Document excerpt:
--- START ---
The first European game in the stadium was held in July, 2010, when Rovers drew with Bnei Yehuda of Tel Aviv in the UEFA Europa League. After Rovers eliminated the Israelis the next round draw saw Juventus play at the stadium in front of a crowd of 5,800.

The stadium hosted its first UEFA Champions League game in July, 2011, and hosted Rovers' games in the 2011–12 UEFA Europa League group stage. In order to comply with UEFA criteria for participating in the group stages of the UEFA Europa League, a south stand was constructed over a short period in early September 2011. Although constructed with temporary style construction techniques & materials the new stand was passed fit by UEFA inspectors as fulfilling the criteria for permanent seating. The inclusion of the new south stand brought the stadium capacity above the minimum of 8,500 seats needed to be classified as a Category 4 Stadium as laid out in the UEFA Stadium Infrastructure Regulations. On 15 December 2011, Rovers lost 4–0 to Tottenham Hotspur in its final group stage match of the 2011-12 Europa League in front of 8,500 fans. Due to seating restrictions at Richmond Park, St Patrick's Athletic played a 2011–12 UEFA Europa League third qualifying round home game against Karpaty Lviv at Tallaght Stadium, and a 2012–13 UEFA Europa League qualifying phase match against Hannover 96. After the 2011–12 UEFA Europa League group stage, the seats were removed to bring the capacity of the stadium back to 6,000.
--- END ---
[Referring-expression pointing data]
--- START ---
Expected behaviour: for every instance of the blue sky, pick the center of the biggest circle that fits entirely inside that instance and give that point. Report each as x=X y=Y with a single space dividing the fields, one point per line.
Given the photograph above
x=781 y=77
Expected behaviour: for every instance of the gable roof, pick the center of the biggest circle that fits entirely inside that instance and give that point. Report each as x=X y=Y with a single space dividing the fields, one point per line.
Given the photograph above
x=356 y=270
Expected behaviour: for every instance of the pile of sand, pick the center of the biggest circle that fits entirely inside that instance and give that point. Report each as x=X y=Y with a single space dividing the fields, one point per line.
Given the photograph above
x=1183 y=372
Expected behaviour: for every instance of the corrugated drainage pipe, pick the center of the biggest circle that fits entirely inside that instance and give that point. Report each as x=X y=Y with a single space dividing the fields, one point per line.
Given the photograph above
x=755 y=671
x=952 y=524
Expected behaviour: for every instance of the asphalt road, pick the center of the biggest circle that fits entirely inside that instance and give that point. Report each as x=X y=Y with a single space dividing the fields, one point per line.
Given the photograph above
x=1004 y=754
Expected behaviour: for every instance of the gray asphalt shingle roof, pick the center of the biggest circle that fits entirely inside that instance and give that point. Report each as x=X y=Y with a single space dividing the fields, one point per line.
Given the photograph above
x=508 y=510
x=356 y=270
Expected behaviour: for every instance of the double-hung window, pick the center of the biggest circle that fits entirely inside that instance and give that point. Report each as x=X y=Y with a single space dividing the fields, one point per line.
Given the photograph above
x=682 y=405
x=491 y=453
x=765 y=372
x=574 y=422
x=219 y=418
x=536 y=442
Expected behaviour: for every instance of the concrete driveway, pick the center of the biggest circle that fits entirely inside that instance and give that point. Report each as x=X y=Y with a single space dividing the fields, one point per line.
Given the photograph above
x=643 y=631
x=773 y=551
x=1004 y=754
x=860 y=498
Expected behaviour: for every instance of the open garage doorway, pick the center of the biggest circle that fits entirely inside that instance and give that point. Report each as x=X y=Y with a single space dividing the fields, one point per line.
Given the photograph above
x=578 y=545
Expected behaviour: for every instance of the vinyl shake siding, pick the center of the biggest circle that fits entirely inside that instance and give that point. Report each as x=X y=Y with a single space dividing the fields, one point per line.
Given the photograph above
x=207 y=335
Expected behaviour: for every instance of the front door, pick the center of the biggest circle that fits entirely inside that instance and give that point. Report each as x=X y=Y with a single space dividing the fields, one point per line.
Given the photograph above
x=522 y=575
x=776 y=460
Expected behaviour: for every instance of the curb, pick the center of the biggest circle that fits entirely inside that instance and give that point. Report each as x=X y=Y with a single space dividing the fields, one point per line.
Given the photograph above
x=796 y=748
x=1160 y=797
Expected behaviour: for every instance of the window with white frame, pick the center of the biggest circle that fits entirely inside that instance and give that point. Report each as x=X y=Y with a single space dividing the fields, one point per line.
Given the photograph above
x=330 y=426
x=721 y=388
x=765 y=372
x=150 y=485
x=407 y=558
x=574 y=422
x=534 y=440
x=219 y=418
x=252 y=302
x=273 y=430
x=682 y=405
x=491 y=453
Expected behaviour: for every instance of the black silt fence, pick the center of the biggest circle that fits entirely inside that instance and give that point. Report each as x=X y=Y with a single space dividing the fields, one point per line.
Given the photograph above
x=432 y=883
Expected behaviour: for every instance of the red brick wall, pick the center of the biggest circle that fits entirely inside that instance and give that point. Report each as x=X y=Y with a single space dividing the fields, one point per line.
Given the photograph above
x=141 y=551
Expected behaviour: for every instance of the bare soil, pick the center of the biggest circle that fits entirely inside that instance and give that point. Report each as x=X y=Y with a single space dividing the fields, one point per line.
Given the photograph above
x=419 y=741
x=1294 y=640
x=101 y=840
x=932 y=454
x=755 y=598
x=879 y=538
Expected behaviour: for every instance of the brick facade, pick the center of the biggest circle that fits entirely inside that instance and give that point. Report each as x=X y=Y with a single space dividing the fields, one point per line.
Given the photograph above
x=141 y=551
--- END ---
What to work on:
(1) Could you print the part of the Tallaght Stadium passage that opens with the words containing "The first European" and closes with "crowd of 5,800."?
(2) Would you proceed with the Tallaght Stadium passage, writing on from its last sentence?

Numbered responses:
(1)
The first European game in the stadium was held in July, 2010, when Rovers drew with Bnei Yehuda of Tel Aviv in the UEFA Europa League. After Rovers eliminated the Israelis the next round draw saw Juventus play at the stadium in front of a crowd of 5,800.

(2)
Rovers played FK Ekranas in the 2012–13 UEFA Champions League qualifying phase match at Tallaght stadium in front of 4,800 in July 2012.

The stadium hosted Dundalk's home match against BATE Borisov in the 2016–17 UEFA Champions League third qualifying round, and later their home Europa League group stage matches in 2016–17, after their home ground, Oriel Park, did not meet UEFA standards for hosting matches at either stage.

The stadium hosted Rovers' 2022–23 UEFA Europa Conference League group stage matches after the Dublin side qualified for European group stage football for the second time ever. Tallaght stadium once again hosted 2024–25 UEFA Conference League league phase matches and the second leg of Rovers' knockout phase match against Molde FK which they lost on penalties in front of 9,533 fans.

In 2025, Shelbourne played their three 2025–26 UEFA Conference League league phase home matches at the stadium instead of Tolka Park, which did not meet UEFA requirements. Their final home league phase game against Crystal Palace saw a new record attendance for a competitive game at the stadium, a turnout of 10,143. Shamrock Rovers also played in the 2025 Conference League group stages at Tallaght, including a sold-out game against Shakhtar Donetsk of Ukraine.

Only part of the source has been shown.